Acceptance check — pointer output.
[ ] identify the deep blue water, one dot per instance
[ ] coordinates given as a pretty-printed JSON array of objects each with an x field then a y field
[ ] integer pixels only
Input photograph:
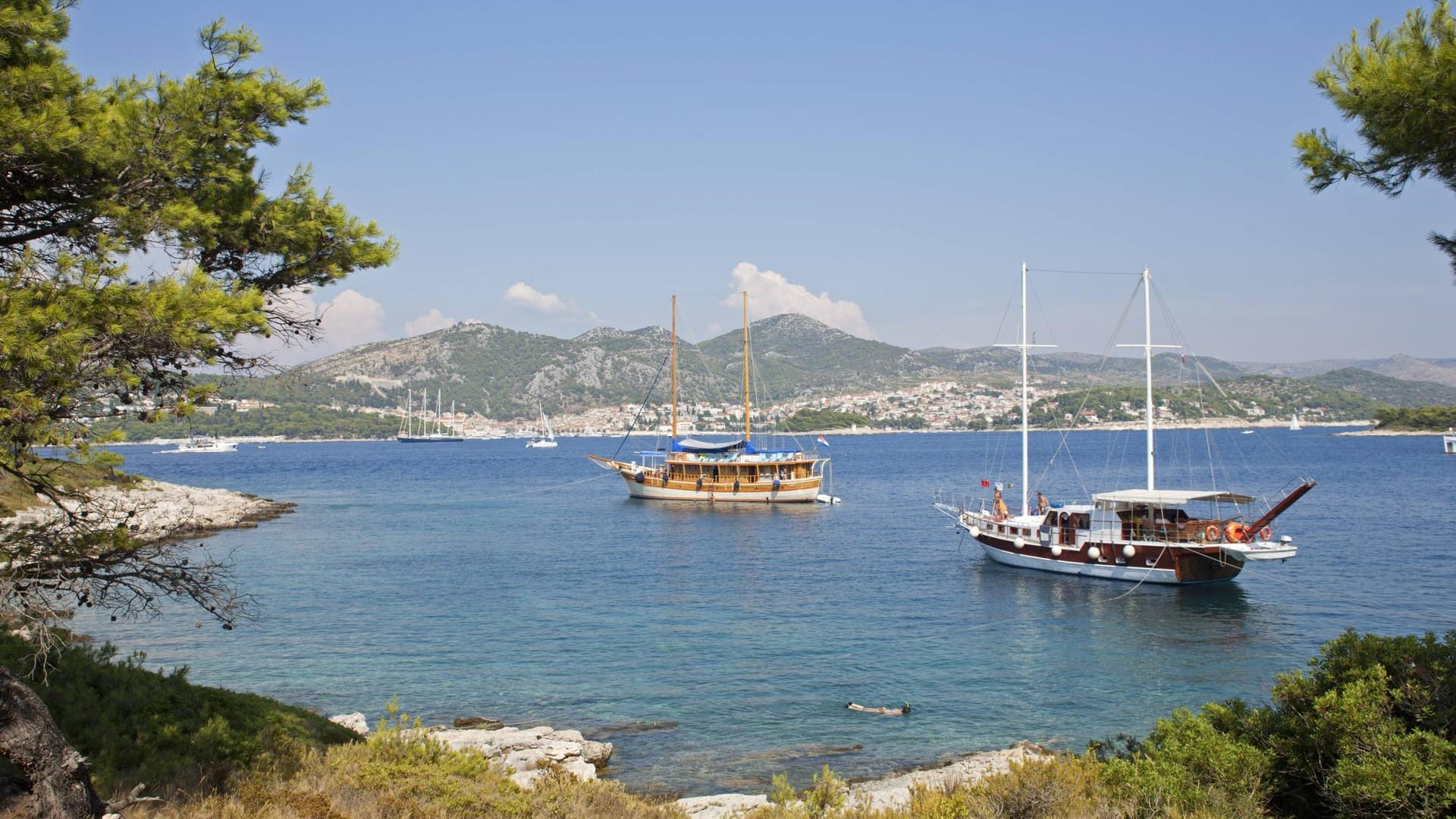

=== What is expected ===
Write out the lines above word for word, leaving out the picture.

=== Task output ===
Acceptance check — pointer output.
[ ] identify the deep blue water, one dot per instance
[ ] coordinates given as a pretty-printed JSON array of objects each with an x field then a y field
[ ] integer pixels only
Input photograph:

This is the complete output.